=== DIRECTIONS FOR THIS TASK ===
Would you output all the entries below without altering a word?

[Opening DATA TO EXAMINE section]

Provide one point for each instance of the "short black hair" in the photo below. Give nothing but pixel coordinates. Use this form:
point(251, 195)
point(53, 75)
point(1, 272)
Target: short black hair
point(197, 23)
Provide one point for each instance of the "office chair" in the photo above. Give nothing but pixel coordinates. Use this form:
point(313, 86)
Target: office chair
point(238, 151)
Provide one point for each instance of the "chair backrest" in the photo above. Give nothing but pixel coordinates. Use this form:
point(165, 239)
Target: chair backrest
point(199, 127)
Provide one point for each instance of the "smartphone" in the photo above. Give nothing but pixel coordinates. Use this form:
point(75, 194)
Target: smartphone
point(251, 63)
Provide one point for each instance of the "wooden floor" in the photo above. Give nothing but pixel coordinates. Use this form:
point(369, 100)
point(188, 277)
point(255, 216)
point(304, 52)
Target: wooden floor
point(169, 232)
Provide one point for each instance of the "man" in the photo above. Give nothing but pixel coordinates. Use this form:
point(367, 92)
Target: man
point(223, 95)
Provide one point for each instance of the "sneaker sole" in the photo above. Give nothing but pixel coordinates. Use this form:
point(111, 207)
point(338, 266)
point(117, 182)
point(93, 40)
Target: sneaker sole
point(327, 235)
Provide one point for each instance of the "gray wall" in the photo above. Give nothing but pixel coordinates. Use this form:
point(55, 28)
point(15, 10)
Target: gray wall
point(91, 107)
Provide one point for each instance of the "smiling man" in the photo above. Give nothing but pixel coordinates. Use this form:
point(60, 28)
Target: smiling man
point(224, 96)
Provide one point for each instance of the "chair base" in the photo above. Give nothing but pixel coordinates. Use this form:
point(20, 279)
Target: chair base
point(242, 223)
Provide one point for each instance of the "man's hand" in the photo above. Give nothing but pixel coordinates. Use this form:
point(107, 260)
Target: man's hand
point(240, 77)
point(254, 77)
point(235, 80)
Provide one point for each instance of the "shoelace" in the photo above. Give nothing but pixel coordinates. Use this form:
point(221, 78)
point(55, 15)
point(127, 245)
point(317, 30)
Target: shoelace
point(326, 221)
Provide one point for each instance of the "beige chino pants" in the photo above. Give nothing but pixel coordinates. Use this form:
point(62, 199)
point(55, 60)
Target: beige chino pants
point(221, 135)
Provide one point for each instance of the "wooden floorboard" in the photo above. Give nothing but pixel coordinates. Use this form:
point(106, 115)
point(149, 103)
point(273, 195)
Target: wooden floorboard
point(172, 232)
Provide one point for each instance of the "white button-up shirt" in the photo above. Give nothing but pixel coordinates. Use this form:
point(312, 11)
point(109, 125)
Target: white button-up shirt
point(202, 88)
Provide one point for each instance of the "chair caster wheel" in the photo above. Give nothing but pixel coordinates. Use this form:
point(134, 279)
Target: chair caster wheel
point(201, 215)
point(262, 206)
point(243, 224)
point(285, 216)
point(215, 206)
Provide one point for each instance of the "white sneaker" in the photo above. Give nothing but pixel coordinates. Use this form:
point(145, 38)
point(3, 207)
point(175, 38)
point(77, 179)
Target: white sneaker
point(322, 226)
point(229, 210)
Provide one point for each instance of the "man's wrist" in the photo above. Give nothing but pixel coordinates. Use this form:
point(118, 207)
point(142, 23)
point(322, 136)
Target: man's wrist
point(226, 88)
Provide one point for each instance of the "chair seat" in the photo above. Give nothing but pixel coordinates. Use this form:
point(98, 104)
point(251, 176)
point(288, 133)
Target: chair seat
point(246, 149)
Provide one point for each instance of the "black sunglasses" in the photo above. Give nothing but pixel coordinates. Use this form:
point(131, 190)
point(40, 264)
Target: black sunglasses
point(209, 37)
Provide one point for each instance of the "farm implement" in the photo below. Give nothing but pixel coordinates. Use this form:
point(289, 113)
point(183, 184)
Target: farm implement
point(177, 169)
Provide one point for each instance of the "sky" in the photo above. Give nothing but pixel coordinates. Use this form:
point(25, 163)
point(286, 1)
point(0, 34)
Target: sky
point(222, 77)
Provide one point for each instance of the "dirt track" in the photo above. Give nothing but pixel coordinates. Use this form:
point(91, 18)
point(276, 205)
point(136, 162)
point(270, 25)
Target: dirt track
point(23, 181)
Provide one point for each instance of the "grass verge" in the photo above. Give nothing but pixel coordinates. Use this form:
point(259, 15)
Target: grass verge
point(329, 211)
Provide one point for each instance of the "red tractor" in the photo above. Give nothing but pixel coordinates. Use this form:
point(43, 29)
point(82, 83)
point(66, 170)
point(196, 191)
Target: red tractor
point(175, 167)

[Closing DATA TO EXAMINE section]

=== ANSWER SPACE ===
Provide one point for each instance of the "short black hair" in the photo below. Give nothing but pixel coordinates. Use this form:
point(251, 195)
point(53, 75)
point(1, 272)
Target: short black hair
point(197, 23)
Provide one point for each instance of the "office chair" in the photo above. Give nothing but pixel coordinates. Use this form:
point(313, 86)
Target: office chair
point(238, 151)
Provide one point for each instance of the "chair backrest" in the photo above. Give nothing but pixel coordinates. Use this form:
point(165, 239)
Target: chair backrest
point(199, 127)
Provide one point for each instance of the "smartphone" in the photo above. Give nothing but pixel coordinates. Use this form:
point(75, 194)
Target: smartphone
point(251, 63)
Provide one point for each instance of the "wooden floor" in the photo above. Give nothing but pixel coordinates. Use this form:
point(369, 100)
point(188, 277)
point(255, 216)
point(304, 52)
Target: wooden floor
point(169, 232)
Provide one point for each instance of the "man" in the photo above. Give nothing but pixel coordinates. Use this form:
point(367, 92)
Target: man
point(223, 95)
Provide one point for each instance of the "sneaker sole" in the photo above. Give nothing but pixel coordinates. Use this form:
point(111, 207)
point(338, 266)
point(117, 182)
point(93, 40)
Target: sneaker sole
point(327, 235)
Provide one point for each instance of the "gray wall" in the photo above. Give nothing but pixel coordinates. Use this form:
point(55, 28)
point(15, 10)
Target: gray wall
point(91, 107)
Provide one point for each instance of the "smiling man" in the photo above. Give nothing but pixel coordinates. Use this form:
point(60, 28)
Target: smiling man
point(224, 96)
Provide one point for each instance of the "chair base" in the photo above. Give nothing but pixel coordinates. Use this form:
point(20, 279)
Target: chair base
point(242, 223)
Provide one point for each instance of the "man's hand" in the photo above. Give nothing but pixel coordinates. Use this form:
point(107, 260)
Target: man's hand
point(240, 77)
point(254, 77)
point(235, 80)
Provide one point for each instance of the "shoelace" in the photo above. Give nothing but pixel coordinates. Use this form:
point(221, 78)
point(55, 15)
point(127, 245)
point(317, 30)
Target: shoelace
point(326, 221)
Provide one point for each instance of the "beige chino pants" in the photo above. Give nothing but pixel coordinates. Use this form:
point(62, 199)
point(55, 60)
Target: beige chino pants
point(221, 135)
Provide one point for each instance of the "wooden floorboard" in the photo above. Give nothing but pixel coordinates. Use this form:
point(106, 115)
point(149, 103)
point(273, 195)
Target: wooden floorboard
point(172, 232)
Provide one point for each instance of the "white button-up shirt" in the photo above. Give nothing but pixel coordinates. Use this form:
point(312, 11)
point(109, 125)
Target: white button-up shirt
point(202, 88)
Provide one point for each instance of the "chair caster wheel" in the photo above. Give nothing but pixel coordinates. Use this form:
point(134, 279)
Target: chair caster wheel
point(201, 215)
point(262, 206)
point(243, 224)
point(285, 216)
point(215, 206)
Provide one point for each instance of the "white sneaker" in the photo above. Give nothing but pixel coordinates. Use this form:
point(145, 38)
point(3, 207)
point(175, 38)
point(77, 179)
Target: white sneaker
point(322, 226)
point(229, 210)
Provide one point for each instance of the "man's wrist" in the photo above. Give nothing but pixel coordinates. Use this form:
point(118, 207)
point(142, 23)
point(322, 136)
Target: man's wrist
point(226, 88)
Provide one point for each instance of the "chair seat" in the photo above. Give nothing but pixel coordinates. Use this form:
point(98, 104)
point(251, 176)
point(288, 133)
Target: chair seat
point(246, 149)
Provide one point for each instance of the "black sunglasses" in the photo above. Give nothing but pixel coordinates. Use this form:
point(131, 190)
point(40, 264)
Target: black sunglasses
point(209, 37)
Provide one point for each instance of the "farm implement" in the photo below. Give nothing but pixel coordinates. Use this form:
point(289, 113)
point(183, 184)
Target: farm implement
point(177, 169)
Provide one point for each instance of the "sky" in the photo above. Give nothing but pixel coordinates. Use this form:
point(25, 163)
point(286, 1)
point(0, 34)
Target: sky
point(222, 77)
Provide one point for each instance of the "dirt track" in the photo above. Give nothing but pixel coordinates. Use this form:
point(91, 18)
point(276, 205)
point(136, 162)
point(270, 25)
Target: dirt track
point(23, 181)
Provide one point for each instance of the "grass verge" in the photo above. Give nothing but pixel coordinates. Use this form:
point(259, 15)
Target: grass verge
point(329, 211)
Provide one point for each instance of the "red tractor" in the photo above. Give nothing but pixel coordinates. Use this form:
point(43, 29)
point(82, 83)
point(66, 170)
point(196, 191)
Target: red tractor
point(175, 167)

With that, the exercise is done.